### Exercise instructions:
Go through the records underneath and write each one out again exactly.

### Pointing dataset excerpts:
* Start *

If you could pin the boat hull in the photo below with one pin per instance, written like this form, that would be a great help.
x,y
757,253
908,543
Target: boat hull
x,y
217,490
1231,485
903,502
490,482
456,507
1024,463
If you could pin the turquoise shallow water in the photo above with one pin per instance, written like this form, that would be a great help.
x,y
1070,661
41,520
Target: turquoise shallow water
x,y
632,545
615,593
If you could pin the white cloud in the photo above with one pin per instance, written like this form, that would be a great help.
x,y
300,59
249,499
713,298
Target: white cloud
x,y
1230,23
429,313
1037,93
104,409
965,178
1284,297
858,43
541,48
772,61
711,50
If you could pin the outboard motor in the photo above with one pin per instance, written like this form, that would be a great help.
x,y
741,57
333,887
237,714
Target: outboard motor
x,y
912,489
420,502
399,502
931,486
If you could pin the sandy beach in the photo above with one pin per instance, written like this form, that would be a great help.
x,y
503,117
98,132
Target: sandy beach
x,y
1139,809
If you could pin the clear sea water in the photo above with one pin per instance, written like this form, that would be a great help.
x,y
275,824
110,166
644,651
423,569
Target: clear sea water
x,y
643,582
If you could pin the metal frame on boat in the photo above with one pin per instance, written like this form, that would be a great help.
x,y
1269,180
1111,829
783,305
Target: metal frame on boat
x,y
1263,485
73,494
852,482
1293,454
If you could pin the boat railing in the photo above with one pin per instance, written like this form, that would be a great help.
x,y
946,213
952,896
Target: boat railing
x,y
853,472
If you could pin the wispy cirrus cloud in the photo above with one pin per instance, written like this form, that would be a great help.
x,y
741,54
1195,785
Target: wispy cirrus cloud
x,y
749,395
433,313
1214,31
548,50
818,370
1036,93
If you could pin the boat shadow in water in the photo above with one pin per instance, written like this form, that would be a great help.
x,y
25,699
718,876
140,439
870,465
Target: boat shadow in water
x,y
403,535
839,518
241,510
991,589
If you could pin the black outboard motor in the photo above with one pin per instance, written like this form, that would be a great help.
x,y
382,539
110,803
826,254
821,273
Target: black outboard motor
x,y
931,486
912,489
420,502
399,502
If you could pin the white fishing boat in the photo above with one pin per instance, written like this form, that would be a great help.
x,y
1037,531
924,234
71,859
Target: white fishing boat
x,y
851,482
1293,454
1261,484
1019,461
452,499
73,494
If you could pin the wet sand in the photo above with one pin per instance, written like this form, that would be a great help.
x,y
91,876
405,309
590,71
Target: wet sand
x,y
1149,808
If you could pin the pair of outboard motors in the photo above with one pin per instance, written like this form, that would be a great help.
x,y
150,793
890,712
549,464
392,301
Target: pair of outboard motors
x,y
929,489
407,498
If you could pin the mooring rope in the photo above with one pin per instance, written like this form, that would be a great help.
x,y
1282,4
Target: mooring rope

* End *

### Task solution:
If you could pin the boat hull in the photo below with one pin per instance, written like this form, that would be a great help.
x,y
757,253
908,543
Target: boat hull
x,y
217,490
1231,485
903,502
490,482
456,507
1024,463
If you could pin the turquoise shallow water in the photo above with one pin per instance, written like this form, that would be a great help.
x,y
1070,661
41,520
Target: turquoise shallow water
x,y
632,545
615,593
If you could pin the white cloud in the photo above with one pin per instance, written like this form, that would be a great help.
x,y
300,59
249,499
713,298
Target: white cloud
x,y
1230,23
429,313
1037,93
104,409
965,178
1284,297
858,43
541,48
772,61
711,50
If you could pin the outboard motor in the photo above with one pin per instance, written like this form, that would be a great help.
x,y
741,57
333,887
237,714
Target: outboard motor
x,y
912,489
420,502
399,502
931,486
If you could pin the sandy beach in the photo above with one pin per instance, written like this form, that would be a great help.
x,y
503,117
98,132
Target: sandy beach
x,y
1139,809
If you could pin the clear sea water in the photo above with one pin per instance, written like this form, that would be a great help.
x,y
275,824
110,166
644,651
423,569
Target: clear sea water
x,y
643,582
If you could pin the metal frame on boat in the photo above with one pin per instance, written like this form, that would be a great help.
x,y
1269,180
1111,829
783,305
Target: metal frame on boat
x,y
1263,485
73,494
852,482
1293,454
If you could pin the boat railing in the photo above with one pin per instance, written like this form, that would be a great help.
x,y
946,213
952,896
Target: boat railing
x,y
853,472
If you could pin the wispy cirrus cloud in the photo above with one pin per instance, written like this form, that would be a great help.
x,y
741,54
1195,785
Target: wispy cirrus cloud
x,y
749,395
433,313
1214,31
548,50
818,370
1036,93
If you could pin the boat shadow in water in the photo above with one pin per instance, written like this form, that would be a great help.
x,y
25,699
718,876
140,439
870,465
Target: boat shadow in water
x,y
403,535
839,518
241,510
991,589
If you could pin the black outboard motor in the photo above with one pin per instance, written like this form, that would be a great help.
x,y
382,539
110,803
826,254
821,273
Target: black outboard motor
x,y
931,486
912,489
420,502
399,502
If you could pin the white fishing boat in the photo above with one pin per instance, written like this form, that would be a great help.
x,y
1037,531
924,234
71,859
Target: white fishing boat
x,y
851,482
1293,454
1261,484
1019,461
452,499
73,494
If you could pin the wet sand in the photo above with one pin per instance, written like this form, that would be a great help.
x,y
91,876
405,309
590,71
Target: wet sand
x,y
1149,808
If you could pin the pair of outboard motors in the photo above with one pin per instance, written like this form, that would be a great help.
x,y
150,793
890,712
549,464
392,301
Target: pair of outboard motors
x,y
929,489
407,498
If you could pin the mooring rope in the photo above with one pin per instance, written like this form, that would be a great help.
x,y
1282,4
Target: mooring rope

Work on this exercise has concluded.